What you print must match the data line for line.

Collection entries:
····················
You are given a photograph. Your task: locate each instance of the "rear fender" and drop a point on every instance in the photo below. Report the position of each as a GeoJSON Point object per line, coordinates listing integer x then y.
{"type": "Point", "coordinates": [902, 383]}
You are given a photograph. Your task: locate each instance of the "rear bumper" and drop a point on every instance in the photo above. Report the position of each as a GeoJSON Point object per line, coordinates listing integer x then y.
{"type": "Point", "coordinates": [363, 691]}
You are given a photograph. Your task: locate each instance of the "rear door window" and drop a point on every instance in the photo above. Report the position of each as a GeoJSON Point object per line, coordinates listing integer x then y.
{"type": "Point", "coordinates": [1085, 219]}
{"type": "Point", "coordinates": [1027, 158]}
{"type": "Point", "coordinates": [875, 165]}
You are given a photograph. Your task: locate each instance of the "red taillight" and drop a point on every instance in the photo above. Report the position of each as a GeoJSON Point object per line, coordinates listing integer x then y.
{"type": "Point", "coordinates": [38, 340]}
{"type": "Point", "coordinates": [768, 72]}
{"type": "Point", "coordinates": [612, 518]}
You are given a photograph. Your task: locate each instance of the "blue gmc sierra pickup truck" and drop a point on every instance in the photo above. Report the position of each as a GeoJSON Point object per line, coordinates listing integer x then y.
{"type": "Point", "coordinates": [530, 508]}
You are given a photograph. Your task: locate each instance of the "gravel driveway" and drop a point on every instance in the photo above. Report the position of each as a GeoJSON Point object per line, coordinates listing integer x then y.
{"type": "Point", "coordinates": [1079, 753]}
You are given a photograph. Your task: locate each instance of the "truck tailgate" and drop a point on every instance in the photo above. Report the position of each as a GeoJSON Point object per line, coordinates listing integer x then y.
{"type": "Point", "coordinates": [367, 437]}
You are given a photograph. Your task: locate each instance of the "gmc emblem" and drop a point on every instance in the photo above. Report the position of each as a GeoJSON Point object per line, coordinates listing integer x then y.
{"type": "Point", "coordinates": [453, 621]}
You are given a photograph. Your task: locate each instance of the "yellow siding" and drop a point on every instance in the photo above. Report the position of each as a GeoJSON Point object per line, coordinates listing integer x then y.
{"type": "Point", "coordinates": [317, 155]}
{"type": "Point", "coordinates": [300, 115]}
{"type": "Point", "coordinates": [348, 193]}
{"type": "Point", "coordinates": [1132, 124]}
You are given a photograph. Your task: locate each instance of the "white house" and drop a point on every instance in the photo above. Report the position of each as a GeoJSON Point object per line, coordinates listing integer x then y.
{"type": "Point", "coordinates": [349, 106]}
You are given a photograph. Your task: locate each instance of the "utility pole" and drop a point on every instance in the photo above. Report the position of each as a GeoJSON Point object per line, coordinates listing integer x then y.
····················
• [RESPONSE TO THE TASK]:
You are given a photograph. Your task: locate each instance of the "rear fender" and drop a point on every instance in the photo below. Report the position of each as a GeoJSON Point object per line, coordinates listing integer x then y.
{"type": "Point", "coordinates": [902, 383]}
You are given a photograph. Your task: locate each instance of the "rear bumper" and drop a point on every instance in the photo above. Report the position of each as a GeoJSON Point object per line, coordinates listing integer x then y.
{"type": "Point", "coordinates": [363, 691]}
You are given a photograph. Your task: locate each instance of the "rear door window" and drop a point on every instance in the photo above. Report the position of each as a GeoJSON Point object per line, coordinates listing integer x then y.
{"type": "Point", "coordinates": [1085, 219]}
{"type": "Point", "coordinates": [1027, 158]}
{"type": "Point", "coordinates": [875, 165]}
You are given a photograph. Your task: locate each instance of the "red taillight" and drop a point on every instance in the photo above. Report the position of each as a GeoJSON Point object per line, coordinates listing integer x then y.
{"type": "Point", "coordinates": [38, 340]}
{"type": "Point", "coordinates": [768, 72]}
{"type": "Point", "coordinates": [612, 518]}
You are given a photograph. Your task: locate each instance of the "blue gmc sierra pickup truck" and drop a point on every instance in the photo above. Report the position of each as a GeoJSON Point object per line, coordinates listing integer x then y.
{"type": "Point", "coordinates": [530, 508]}
You are given a photograph. Your task: locate each instance of the "gravel driveway" and drop a point on every instance in the photo above. Report the position of each as a GeoJSON Point object per line, coordinates listing integer x then y.
{"type": "Point", "coordinates": [1079, 753]}
You are given a photograph. Your task: locate each instance of the "truck tailgate" and drop a point on every instance in the photo above. Report the position of each as a GeoJSON Point object per line, coordinates listing integer x then y.
{"type": "Point", "coordinates": [367, 437]}
You are given a photograph. Your task: locate each instance of the "gmc emblem" and drop a point on every instance in the photo above. Report the position of each as a GeoJSON Point object per line, coordinates listing integer x then y.
{"type": "Point", "coordinates": [453, 621]}
You are given a photograph. Your task: locate each instance of the "yellow siding" and drop a point on every instance in the photo above. Report the position of each as a GeoJSON Point object per line, coordinates listing integer x then y.
{"type": "Point", "coordinates": [317, 155]}
{"type": "Point", "coordinates": [300, 115]}
{"type": "Point", "coordinates": [348, 193]}
{"type": "Point", "coordinates": [1132, 124]}
You are given a photograph. Your task: locate each instance of the "white house" and drop a point on every instance in the photo above. Report the position of each as a GeoJSON Point object per line, coordinates listing integer x then y.
{"type": "Point", "coordinates": [349, 106]}
You are given a photograph. Your task: locate each instance of the "utility pole" and drop a point on every instance in the photo above. Report the position of each as a GeoJSON Point object per line, coordinates listing integer x then y.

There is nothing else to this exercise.